▶ _Dataset extract_
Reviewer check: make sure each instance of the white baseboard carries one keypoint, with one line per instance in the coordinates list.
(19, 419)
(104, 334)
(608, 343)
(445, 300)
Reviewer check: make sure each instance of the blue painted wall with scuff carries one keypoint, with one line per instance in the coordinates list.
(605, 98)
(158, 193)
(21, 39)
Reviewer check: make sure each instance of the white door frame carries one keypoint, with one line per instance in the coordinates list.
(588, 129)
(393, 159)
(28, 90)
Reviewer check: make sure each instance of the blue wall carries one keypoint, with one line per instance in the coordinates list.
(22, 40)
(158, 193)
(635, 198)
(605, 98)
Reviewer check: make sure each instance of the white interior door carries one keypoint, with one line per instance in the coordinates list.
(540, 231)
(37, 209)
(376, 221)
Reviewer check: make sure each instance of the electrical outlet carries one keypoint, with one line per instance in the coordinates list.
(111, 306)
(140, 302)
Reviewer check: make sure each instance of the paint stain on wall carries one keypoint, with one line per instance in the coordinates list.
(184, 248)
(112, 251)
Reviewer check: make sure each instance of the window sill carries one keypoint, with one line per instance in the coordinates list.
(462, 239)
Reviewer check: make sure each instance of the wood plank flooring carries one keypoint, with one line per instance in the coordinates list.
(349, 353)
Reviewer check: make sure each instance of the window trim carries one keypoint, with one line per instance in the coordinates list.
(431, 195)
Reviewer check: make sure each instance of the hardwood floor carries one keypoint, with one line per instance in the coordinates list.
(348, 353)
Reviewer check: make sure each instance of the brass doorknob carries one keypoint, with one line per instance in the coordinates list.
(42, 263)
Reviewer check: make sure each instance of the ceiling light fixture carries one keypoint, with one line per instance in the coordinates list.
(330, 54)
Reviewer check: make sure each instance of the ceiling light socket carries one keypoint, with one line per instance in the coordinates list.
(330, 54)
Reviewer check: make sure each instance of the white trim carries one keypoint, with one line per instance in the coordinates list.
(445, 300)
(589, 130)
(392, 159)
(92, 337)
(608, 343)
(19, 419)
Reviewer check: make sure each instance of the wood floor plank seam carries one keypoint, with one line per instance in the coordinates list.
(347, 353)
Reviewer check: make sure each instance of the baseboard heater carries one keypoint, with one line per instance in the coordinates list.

▶ _The exercise_
Extract every one of the rows above verbatim, reproducing each line without any change.

▶ _Answer to the problem_
Reviewer check: make sure each instance of the white baseboard carries one keypoint, with one line per instance in the coordinates list.
(19, 419)
(104, 334)
(608, 343)
(445, 300)
Reviewer check: make sure each instance of the blue painted wall with scuff carries one keypoint, with one line per instance in the coordinates list.
(605, 98)
(158, 193)
(21, 39)
Reviewer check: make sure each instance of the white door frame carries one keypoint, with one line per instance in the coordinates list.
(588, 129)
(393, 159)
(28, 90)
Reviewer check: make sure each instance of the blue wall carries one keypoint, with one line per instance in the coordinates list.
(22, 40)
(158, 193)
(635, 198)
(605, 98)
Reviewer check: make sure each instance of the white interior door carries one keypoint, with one line per instance in the coordinates list.
(540, 231)
(37, 209)
(376, 221)
Reviewer check: make sure each instance of the electrical outlet carries one keypoint, with one line per instance in the coordinates list.
(111, 306)
(140, 302)
Reviewer check: make sure each instance of the paint stain on wall carries one keypoint, with one line per instance in the coordinates list.
(184, 248)
(112, 251)
Reviewer check: make sure each instance of the window sill carries one keypoint, with one line per instance in the coordinates list.
(462, 239)
Reviewer check: make sure each instance of the wood plank flooring carries one keypoint, with one line per instance in the coordinates list.
(349, 353)
Reviewer check: make sure each instance of the window trim carries one keypoint, with one line per instance in the coordinates list.
(431, 195)
Reviewer check: make sure each instance of the hardwood floor carries one keypoint, with one line per instance in the coordinates list.
(348, 353)
Reviewer check: make sure each instance of the brass doorknob carries one keypoint, with one line per instance in the coordinates list.
(42, 263)
Reviewer check: make sure each instance of the ceiling light fixture carries one keypoint, with one line per instance in the coordinates list.
(330, 54)
Reviewer check: make sure each instance of the ceiling light socket carries one keypoint, with one line per instance in the coordinates list.
(330, 54)
Reviewer check: make sure each instance of the white trim carries one keypoint, with one line per instance in the coordinates list.
(445, 300)
(589, 130)
(392, 159)
(92, 337)
(608, 343)
(19, 419)
Reviewer check: make sure each instance of the wood floor plank seam carries one keypoint, with one line per instance in the coordinates list.
(347, 353)
Reviewer check: make sure each instance of the baseboard heater carries one keypoint, with one line per instance in the coordinates list.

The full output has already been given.